##### 阅读选段 #####

这里我们指出李杜二人的直接交游并不具有文学史家所评价的诗史意义,根本原因“实在是诗人的李白被仙人的李白掩盖了”14,但并不否认它对我们研究唐诗发展过程的意义。恰恰相反,它向我们揭示的天宝初李白与杜甫不对等交往的事实倒是很值得注意的。从现存的交游资料不难看出杜甫对李白有“余亦东蒙客,怜君如兄弟”的感情,有“白也诗无敌,飘然思不群。清新庾开府,俊逸鲍参军”(《春日忆李白》)的高度评价,但是他的诗却很少得到相应的回报。杜甫晚年在《南征》中曾深深地喟叹“百年歌自苦,未见有知音”。
关于这一现象仇兆鳌曾分析到:“太白集中有寄少陵二章,一是《鲁郡石门送杜》,一是《沙丘城下寄杜》,皆一时酬应之篇,无甚出色,亦可见两公交情,李疏旷而杜剀切矣。至于天宝之后,间关秦蜀,杜年愈多而诗学愈精,昔太白未之见耳。若使再有赠答,其推服少陵,不知当如何倾倒耶!”15这里有感情色彩浓厚的想象成分,难以取信。唐润州刺史樊晃作《杜工部小集序》云:“属时方用武,斯文将坠,故不为东人之所知。江左词人所传诵者,皆公之戏题剧论耳,曾不知君有大雅之作,当今一人而已。”据此我们知道杜甫诗在当时没有被普遍认知,客观上是由于安史战乱,南北阻隔,杜诗未能广泛传播,主观上读者审美观倾向于“戏题剧论”的作品,对诗思沉郁的“大雅之作”缺少重视。樊晃代宗大历五年至六年任职润州,故《杜工部小集序》所反映的是迄止大历年间杜甫诗传播和接受的情况。
杜甫诗没有受到应有重视的情况到贞元、元和时期就发生了很大的变化。韩愈《调张籍》诗有“李杜文章在,光焰万丈长。不知群儿愚,那用故谤伤?蚍蜉撼大树,可笑不自量。伊我生其后,举颈遥相望”数句,我们不知道这首诗的具体背景如何,当时一定有一场关于李杜的争论,只是争论的内容和倾向是什么实难详其情。一个基本事实是,经历了生前和大历的沉寂,杜甫得以与李白并称,并成为与李白形成优劣之争的一方,这本身就是一个极有意味的转折。
贞元、元和年间的士人,多数出生于安史战乱平定之后。他们是像大历诗人那样逃避社会现实,去创作一些虽有格调,但边幅偏狭的诗呢,还是介入生活,用诗笔表现时代精神呢?其实,当涉及到文学与社会,与政治的关系问题时,不仅要追问作家的态度,而且要追问政治环境,而政治环境对淑世热情的激发往往起着非常重要的作用。正是由于宪宗政治上的开明态度和由此带来的复兴气象,使得不少诗人恢复了对社会的信心,坚定了儒学理念,唤起了强烈的国家意识,并激发起了自身的使命感。孟郊、卢仝、韩愈、李翱、刘禹锡、柳宗元、李绅、张籍、王建、元稹、白居易等一批关注现实的诗人,都是在这一时代条件下应运而生的。

##### 数据行 #####

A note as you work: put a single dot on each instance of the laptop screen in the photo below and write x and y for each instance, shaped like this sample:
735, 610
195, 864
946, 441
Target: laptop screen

#####
##### 数据行 #####

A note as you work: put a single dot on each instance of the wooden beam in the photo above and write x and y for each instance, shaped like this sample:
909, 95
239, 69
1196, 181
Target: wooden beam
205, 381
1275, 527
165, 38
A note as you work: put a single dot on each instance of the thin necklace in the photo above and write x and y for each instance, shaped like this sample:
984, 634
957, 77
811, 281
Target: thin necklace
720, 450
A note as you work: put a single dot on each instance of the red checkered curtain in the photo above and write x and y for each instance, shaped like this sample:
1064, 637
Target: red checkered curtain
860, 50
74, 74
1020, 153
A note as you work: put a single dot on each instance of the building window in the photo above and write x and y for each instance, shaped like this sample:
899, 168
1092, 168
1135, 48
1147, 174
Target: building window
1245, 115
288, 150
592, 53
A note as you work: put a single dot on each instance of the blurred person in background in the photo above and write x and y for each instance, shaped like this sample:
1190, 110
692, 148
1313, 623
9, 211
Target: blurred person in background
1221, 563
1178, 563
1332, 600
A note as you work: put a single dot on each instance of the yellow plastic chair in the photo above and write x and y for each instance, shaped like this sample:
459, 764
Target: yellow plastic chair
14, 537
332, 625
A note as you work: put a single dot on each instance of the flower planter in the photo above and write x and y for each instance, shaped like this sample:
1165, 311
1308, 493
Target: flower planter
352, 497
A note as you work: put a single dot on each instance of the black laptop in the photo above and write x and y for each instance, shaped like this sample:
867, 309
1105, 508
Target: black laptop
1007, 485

#####

**练习要求**
- a) 请用两句话概括上面的阅读选段。
- b) 请修改记录：从含有“of the laptop”的那一行起，一直到含有“Target: laptop screen”的那一行为止，把这些记录重新写出，将其中的“single dot”改为“single point”，其余一律不变，只写出这几行。

**完整答案**
- a) 天宝初李白与杜甫的交往并不对等，杜甫高度评价李白，自己的诗却很少得到相应回报；据樊晃《杜工部小集序》，直到大历年间，杜诗因战乱阻隔、读者偏好“戏题剧论”而未被普遍认知。到贞元、元和时期，杜甫得以与李白并称，而宪宗政治上的开明态度激发了孟郊、韩愈、白居易等一批关注现实的诗人的使命感。

- b)
A note as you work: put a single point on each instance of the laptop screen in the photo below and write x and y for each instance, shaped like this sample:
735, 610
195, 864
946, 441
Target: laptop screen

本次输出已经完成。